Transcribe the lines below verbatim, omitting the pictures from your answer.

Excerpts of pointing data
__________
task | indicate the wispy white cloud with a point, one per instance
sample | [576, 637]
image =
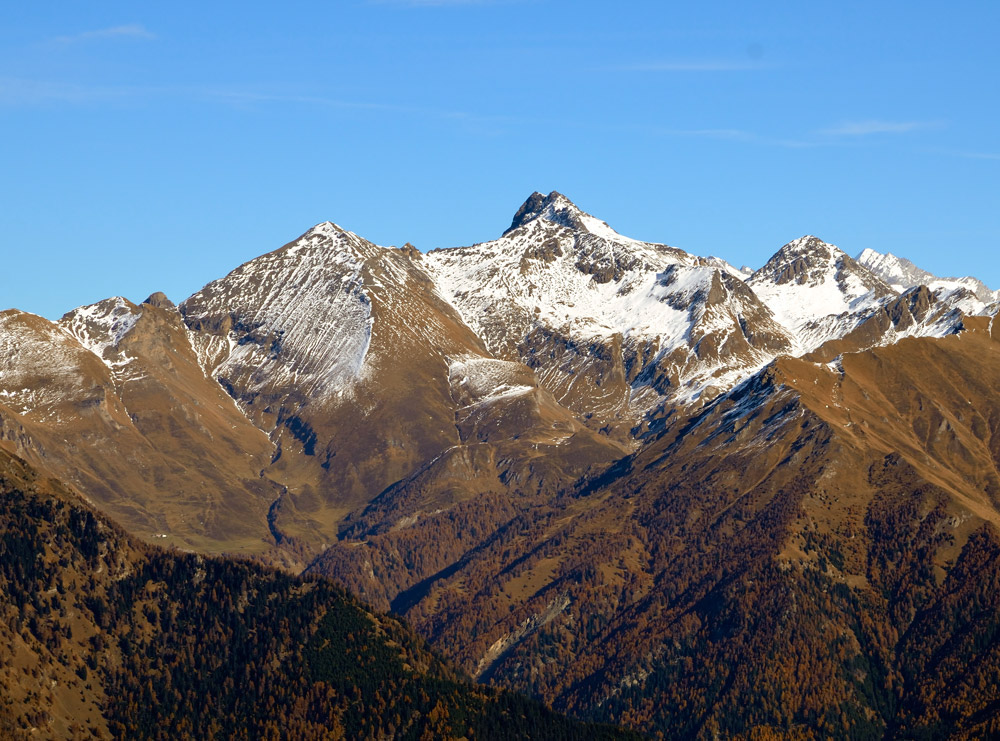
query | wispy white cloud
[705, 65]
[868, 128]
[20, 92]
[441, 3]
[127, 31]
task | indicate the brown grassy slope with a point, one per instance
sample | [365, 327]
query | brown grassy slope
[764, 564]
[102, 638]
[157, 445]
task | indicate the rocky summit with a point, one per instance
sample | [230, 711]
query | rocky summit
[643, 486]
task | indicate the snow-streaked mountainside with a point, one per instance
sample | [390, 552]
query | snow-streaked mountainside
[609, 323]
[902, 274]
[299, 314]
[816, 290]
[351, 369]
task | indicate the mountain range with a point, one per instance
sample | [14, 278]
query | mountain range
[645, 487]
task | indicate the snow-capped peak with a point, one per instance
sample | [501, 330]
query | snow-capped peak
[555, 208]
[808, 281]
[902, 274]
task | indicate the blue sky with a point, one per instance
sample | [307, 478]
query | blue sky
[156, 147]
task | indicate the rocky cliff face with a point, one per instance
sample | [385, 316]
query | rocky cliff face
[638, 483]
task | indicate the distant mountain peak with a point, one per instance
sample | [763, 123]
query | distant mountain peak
[556, 208]
[902, 274]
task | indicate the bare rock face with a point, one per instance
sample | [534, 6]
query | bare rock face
[115, 404]
[637, 483]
__________
#### [Solution below]
task | indicate the wispy white cloud with a point, one per instance
sample | [576, 637]
image =
query | wispy white cloud
[705, 65]
[868, 128]
[20, 92]
[441, 3]
[127, 31]
task | indicate the brown grassy slope with a point, one per instance
sample | [365, 327]
query | brown grassy slope
[764, 564]
[102, 638]
[157, 445]
task | indicate the rocky summit with a point, one per instance
sample | [230, 711]
query | rocky summit
[643, 486]
task | indicate the snow-streaked mountainside with a point, one per instance
sample | [390, 552]
query | snow-streaked mountainside
[609, 323]
[902, 274]
[299, 314]
[816, 290]
[351, 369]
task | indicate the mountain range with a point, one per instance
sample | [14, 278]
query | mountain range
[645, 487]
task | indicate the snow-capped peak with a point, one per instance
sample | [501, 330]
query | snow-capped peak
[555, 208]
[808, 281]
[902, 274]
task | indicate the blue sky with a point, one per instance
sample | [307, 478]
query | blue sky
[156, 147]
task | indicate the rocky cliff face with a point, one per instance
sample | [385, 316]
query | rocky cliff face
[638, 483]
task | indicate the distant mountain peak with a point, one per instance
sample | [763, 123]
query | distant mountain peak
[556, 208]
[902, 274]
task | indicate the bare rock face with a point, one per instance
sample | [534, 6]
query | bare rock face
[115, 404]
[637, 483]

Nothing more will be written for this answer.